EXERCISE — Can you reproduce word for word the part of the Whitman excerpt below that begins with "It disabled him" and stops after "the minister, Mr."?

PAGE EXCERPT —
⟨

Northerner or Southerner, the belligerents received the same tending from
him. It is said that by the end of the war he had personally ministered to
upwards of 100,000 sick and wounded. In a Washington hospital he caught, in
the summer of 1864, the first illness he had ever known, caused by poison
absorbed into the system in attending some of the worst cases of gangrene.
It disabled him for six months. He returned to the hospitals towards the
beginning of 1865, and obtained also a clerkship in the Department of the
Interior. It should be added that, though he never actually joined the army
as a combatant, he made a point of putting down his name on the enrolment-
lists for the draft, to take his chance as it might happen for serving the
country in arms. The reward of his devotedness came at the end of June
1865, in the form of dismissal from his clerkship by the minister, Mr.
Harlan, who learned that Whitman was the author of the _Leaves of Grass_; a
book whose outspokenness, or (as the official chief considered it)
immorality, raised a holy horror in the ministerial breast. The poet,
however, soon obtained another modest but creditable post in the office of
the Attorney-General. He still visits the hospitals on Sundays, and often
on other days as well.

The portrait of Mr. Whitman reproduced in the present volume is taken from
an engraving after a daguerreotype given in the original _Leaves of Grass_.

⟩

[Segmentation mask data]
⟨

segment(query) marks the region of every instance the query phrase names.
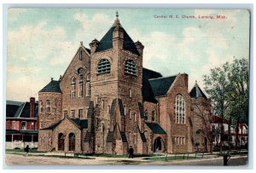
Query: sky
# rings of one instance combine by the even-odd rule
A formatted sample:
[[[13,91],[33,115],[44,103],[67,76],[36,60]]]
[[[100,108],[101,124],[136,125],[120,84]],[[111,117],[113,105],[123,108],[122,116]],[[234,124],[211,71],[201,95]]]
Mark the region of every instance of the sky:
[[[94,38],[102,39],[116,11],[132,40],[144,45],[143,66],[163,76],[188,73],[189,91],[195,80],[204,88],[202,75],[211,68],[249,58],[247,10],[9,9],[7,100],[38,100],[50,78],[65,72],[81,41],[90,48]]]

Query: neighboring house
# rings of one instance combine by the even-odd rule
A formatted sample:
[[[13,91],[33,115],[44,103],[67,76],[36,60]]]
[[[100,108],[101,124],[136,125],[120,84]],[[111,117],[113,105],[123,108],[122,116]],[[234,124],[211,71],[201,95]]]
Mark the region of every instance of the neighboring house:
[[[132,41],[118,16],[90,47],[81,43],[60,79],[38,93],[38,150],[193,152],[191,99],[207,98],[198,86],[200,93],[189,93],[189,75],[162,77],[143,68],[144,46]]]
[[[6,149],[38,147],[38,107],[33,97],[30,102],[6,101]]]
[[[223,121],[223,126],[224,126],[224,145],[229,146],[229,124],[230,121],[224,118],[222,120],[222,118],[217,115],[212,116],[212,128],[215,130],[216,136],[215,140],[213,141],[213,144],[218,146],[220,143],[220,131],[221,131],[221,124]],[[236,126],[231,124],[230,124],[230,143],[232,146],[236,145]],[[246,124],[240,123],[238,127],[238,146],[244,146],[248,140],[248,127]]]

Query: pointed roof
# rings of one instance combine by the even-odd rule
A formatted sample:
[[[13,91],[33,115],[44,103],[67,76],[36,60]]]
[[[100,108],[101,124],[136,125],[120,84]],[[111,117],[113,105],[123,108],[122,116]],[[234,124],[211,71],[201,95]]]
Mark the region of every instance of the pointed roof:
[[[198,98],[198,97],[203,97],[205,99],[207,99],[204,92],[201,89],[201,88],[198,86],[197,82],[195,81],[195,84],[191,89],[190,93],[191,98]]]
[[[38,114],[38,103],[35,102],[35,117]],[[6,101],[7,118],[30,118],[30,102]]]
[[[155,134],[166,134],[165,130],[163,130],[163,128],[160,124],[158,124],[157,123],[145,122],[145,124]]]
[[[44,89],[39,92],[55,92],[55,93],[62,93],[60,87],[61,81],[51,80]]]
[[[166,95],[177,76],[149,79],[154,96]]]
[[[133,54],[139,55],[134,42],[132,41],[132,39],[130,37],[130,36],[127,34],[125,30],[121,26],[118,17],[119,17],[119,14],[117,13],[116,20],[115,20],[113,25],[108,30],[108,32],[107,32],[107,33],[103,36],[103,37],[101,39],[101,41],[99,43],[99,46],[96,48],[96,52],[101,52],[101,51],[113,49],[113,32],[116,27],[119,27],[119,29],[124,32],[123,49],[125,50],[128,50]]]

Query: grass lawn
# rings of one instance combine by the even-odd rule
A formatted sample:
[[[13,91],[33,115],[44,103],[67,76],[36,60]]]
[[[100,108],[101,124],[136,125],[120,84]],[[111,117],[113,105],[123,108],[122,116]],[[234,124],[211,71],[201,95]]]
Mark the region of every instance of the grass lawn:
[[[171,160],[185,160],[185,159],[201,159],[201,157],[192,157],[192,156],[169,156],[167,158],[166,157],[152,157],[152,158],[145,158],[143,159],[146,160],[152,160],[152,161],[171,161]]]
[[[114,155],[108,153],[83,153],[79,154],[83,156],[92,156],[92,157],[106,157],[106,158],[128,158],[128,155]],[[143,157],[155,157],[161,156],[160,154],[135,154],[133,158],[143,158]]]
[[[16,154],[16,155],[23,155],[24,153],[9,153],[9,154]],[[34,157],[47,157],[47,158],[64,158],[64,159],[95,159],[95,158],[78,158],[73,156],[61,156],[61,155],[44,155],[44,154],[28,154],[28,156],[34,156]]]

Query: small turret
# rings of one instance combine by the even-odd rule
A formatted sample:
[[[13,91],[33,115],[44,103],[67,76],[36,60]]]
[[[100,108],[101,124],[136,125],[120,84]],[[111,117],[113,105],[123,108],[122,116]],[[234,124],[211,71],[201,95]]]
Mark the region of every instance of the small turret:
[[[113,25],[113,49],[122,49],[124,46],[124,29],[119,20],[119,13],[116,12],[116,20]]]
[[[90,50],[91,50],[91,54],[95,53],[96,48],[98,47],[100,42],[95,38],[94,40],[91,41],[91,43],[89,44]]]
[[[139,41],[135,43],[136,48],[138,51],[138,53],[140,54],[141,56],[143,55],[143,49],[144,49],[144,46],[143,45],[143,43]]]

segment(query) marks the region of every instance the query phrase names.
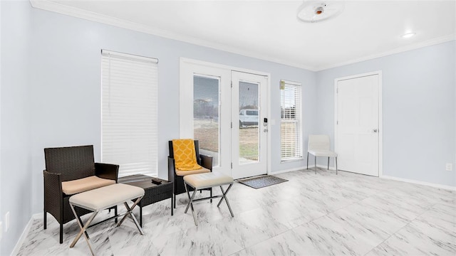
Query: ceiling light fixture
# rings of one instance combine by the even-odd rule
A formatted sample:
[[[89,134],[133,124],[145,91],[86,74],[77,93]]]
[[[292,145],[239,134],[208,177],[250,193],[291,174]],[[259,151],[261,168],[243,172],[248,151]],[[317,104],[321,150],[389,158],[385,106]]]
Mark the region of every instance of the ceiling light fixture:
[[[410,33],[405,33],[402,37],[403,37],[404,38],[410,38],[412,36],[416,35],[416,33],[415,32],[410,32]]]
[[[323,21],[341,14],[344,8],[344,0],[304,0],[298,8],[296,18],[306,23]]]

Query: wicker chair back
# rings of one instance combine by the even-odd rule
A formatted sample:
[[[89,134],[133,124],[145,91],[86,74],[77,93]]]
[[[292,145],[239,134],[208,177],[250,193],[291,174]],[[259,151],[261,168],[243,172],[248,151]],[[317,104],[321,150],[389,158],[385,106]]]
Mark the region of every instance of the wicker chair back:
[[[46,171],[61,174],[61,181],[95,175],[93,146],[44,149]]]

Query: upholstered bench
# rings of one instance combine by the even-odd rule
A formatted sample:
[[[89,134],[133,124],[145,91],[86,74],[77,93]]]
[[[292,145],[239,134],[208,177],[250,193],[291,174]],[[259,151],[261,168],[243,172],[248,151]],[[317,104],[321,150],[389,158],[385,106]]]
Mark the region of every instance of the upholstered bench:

⟩

RESULT FOR THIS EXERCISE —
It disabled him for six months. He returned to the hospitals towards the
beginning of 1865, and obtained also a clerkship in the Department of the
Interior. It should be added that, though he never actually joined the army
as a combatant, he made a point of putting down his name on the enrolment-
lists for the draft, to take his chance as it might happen for serving the
country in arms. The reward of his devotedness came at the end of June
1865, in the form of dismissal from his clerkship by the minister, Mr.